◆ Task requirements
Select every line of the lines below that contains the string "wooden", and copy each such line. Case counts.

◆ Material for this task

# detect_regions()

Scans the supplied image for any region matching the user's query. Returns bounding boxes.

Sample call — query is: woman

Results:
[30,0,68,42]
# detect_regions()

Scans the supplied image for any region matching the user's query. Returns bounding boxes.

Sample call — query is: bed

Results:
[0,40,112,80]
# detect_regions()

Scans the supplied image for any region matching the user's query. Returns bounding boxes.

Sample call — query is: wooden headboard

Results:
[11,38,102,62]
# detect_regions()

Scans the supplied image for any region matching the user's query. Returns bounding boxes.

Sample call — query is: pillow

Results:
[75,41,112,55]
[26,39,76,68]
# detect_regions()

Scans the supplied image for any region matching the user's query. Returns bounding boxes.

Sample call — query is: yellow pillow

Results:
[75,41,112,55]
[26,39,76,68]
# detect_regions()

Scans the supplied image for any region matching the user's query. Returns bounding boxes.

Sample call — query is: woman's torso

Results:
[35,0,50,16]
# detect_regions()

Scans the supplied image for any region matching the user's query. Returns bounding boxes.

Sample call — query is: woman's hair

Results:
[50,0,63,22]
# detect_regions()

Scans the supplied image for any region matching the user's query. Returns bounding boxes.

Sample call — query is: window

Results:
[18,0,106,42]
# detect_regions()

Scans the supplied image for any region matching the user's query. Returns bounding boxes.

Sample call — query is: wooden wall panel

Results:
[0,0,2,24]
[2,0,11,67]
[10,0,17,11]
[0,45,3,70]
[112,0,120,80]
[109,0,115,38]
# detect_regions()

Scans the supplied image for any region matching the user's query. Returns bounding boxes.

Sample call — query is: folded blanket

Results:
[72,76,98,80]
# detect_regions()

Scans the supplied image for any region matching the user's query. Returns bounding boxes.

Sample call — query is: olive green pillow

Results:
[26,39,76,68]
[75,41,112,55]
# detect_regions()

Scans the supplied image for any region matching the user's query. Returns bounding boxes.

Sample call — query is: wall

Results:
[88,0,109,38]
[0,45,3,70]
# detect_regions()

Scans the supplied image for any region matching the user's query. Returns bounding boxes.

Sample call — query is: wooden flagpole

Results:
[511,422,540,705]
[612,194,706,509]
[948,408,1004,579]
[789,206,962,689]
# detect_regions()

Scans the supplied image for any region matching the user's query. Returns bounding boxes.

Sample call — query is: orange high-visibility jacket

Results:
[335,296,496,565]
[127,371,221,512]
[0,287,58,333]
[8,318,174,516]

◆ Expected answer
Sample call — query is: wooden headboard
Sample call — query is: wooden wall panel
Sample call — query is: wooden flagpole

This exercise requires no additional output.